Task brief: Convert the part of the listing below that opens with the line containing "Robotics grasp planner here. Where is the window" and closes with the line containing "top-left (331, 187), bottom-right (341, 210)" into a numbered list, dropping any blank lines.

Recorded data:
* Begin *

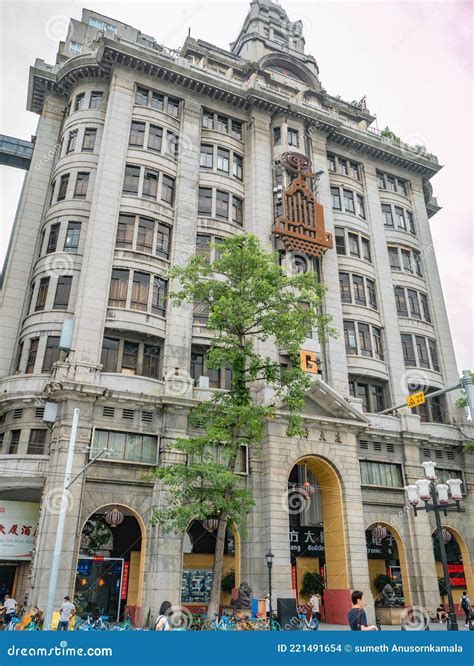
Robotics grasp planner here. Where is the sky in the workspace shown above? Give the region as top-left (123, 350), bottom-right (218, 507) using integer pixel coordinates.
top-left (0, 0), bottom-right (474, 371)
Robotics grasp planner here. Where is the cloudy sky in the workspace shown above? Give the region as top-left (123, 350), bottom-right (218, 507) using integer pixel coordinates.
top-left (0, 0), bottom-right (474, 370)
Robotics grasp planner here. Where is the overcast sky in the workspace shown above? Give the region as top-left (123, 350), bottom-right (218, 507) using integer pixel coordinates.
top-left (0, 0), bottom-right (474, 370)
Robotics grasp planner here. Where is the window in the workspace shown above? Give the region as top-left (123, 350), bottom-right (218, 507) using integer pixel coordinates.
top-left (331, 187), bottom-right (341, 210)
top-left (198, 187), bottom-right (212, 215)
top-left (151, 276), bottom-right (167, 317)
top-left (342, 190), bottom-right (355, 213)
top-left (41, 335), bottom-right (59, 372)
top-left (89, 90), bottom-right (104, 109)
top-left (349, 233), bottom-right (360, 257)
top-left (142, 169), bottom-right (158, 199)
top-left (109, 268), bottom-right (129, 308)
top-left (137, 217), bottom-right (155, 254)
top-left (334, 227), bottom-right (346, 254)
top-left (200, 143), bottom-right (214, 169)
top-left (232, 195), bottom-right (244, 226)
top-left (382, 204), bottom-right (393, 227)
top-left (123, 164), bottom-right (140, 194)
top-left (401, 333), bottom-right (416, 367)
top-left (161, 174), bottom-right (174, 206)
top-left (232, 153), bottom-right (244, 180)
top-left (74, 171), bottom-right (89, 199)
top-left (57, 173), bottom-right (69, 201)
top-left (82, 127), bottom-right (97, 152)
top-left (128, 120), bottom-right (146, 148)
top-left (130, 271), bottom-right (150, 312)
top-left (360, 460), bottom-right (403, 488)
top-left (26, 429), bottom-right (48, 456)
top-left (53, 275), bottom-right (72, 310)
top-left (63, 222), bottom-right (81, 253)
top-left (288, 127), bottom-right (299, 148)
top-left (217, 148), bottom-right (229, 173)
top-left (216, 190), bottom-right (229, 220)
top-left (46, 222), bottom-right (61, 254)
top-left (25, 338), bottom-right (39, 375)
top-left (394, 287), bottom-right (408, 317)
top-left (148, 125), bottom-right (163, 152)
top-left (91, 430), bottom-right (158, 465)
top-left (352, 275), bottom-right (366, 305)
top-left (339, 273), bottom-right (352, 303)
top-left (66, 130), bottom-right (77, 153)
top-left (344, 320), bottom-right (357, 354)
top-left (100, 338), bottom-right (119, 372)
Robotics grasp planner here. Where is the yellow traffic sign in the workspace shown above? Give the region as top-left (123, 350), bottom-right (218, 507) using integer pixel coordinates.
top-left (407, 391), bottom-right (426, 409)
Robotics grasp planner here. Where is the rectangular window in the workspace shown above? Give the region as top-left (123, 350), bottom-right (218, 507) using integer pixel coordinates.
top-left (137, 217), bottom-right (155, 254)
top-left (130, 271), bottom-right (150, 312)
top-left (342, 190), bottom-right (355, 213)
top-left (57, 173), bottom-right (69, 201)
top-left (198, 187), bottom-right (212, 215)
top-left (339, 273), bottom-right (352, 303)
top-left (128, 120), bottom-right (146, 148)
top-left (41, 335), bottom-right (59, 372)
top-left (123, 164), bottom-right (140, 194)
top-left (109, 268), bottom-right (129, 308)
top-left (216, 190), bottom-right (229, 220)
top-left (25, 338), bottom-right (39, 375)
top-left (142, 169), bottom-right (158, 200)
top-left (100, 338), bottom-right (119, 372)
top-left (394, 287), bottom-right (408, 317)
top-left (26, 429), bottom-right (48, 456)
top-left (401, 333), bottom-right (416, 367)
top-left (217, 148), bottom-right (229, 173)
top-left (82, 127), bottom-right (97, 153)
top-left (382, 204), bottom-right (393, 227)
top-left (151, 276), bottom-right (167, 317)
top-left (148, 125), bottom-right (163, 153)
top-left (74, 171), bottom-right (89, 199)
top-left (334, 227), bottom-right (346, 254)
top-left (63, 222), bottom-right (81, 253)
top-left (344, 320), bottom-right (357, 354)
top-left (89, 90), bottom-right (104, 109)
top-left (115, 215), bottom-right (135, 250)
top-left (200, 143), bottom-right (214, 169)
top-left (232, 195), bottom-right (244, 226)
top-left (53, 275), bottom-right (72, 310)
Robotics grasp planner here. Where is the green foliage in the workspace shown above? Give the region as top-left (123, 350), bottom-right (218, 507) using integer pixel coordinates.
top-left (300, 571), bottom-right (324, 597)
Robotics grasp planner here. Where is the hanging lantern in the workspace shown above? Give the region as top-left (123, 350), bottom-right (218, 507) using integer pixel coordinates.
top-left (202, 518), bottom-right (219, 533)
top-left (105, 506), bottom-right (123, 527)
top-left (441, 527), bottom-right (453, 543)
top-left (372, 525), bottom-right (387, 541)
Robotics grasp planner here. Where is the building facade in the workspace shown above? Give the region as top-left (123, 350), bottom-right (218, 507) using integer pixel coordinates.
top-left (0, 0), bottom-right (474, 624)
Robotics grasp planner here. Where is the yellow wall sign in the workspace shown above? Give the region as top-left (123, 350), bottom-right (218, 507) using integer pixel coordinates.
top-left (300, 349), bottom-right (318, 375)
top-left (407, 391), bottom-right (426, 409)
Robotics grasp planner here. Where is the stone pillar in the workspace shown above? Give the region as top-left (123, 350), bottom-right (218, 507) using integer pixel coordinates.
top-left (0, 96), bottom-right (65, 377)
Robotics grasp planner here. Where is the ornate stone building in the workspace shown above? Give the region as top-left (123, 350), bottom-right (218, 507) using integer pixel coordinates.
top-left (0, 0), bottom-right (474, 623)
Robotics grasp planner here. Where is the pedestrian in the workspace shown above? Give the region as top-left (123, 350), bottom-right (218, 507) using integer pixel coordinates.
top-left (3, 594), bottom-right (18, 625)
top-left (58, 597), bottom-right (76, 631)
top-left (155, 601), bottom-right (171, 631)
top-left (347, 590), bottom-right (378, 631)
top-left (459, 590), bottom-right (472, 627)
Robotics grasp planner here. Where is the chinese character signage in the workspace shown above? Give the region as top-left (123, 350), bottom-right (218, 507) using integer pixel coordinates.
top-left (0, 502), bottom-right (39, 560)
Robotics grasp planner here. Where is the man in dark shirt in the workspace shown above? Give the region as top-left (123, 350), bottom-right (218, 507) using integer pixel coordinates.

* End *

Exercise answer:
1. Robotics grasp planner here. Where is the window in the workspace shown above? Give the region as top-left (123, 350), bottom-right (218, 507) using integer pixel coordinates.
2. top-left (331, 187), bottom-right (341, 210)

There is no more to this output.